• **Your objective**
Find how many lines in the material below hold the word "task". Reply with that figure alone.

• **Entries supplied**
——

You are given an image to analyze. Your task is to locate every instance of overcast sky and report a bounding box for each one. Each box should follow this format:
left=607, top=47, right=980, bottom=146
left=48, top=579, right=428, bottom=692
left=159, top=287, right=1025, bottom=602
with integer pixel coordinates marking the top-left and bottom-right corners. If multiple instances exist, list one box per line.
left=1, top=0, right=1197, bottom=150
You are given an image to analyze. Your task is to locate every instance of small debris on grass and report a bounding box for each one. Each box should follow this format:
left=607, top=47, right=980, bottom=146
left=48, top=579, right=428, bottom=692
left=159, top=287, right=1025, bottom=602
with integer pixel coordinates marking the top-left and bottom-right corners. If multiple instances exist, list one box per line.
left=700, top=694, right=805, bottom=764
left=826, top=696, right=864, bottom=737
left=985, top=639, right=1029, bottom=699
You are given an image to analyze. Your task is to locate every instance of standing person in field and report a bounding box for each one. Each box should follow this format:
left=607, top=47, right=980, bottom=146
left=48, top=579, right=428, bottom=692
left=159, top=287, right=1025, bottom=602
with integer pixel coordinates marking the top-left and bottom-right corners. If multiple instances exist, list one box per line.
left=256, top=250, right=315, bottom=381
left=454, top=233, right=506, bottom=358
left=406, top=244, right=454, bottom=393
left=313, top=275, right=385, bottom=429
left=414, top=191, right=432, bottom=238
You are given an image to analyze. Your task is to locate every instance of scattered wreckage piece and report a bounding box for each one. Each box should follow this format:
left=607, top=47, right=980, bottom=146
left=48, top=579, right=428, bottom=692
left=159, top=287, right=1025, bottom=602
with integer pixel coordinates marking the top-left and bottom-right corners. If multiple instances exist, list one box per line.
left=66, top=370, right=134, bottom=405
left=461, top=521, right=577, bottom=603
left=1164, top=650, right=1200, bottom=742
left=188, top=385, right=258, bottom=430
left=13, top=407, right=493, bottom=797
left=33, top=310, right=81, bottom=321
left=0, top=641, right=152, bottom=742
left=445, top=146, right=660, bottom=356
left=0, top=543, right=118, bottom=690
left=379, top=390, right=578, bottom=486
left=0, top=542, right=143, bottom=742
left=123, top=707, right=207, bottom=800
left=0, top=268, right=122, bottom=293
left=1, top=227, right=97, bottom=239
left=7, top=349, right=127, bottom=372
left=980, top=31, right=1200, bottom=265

——

• **Reply**
4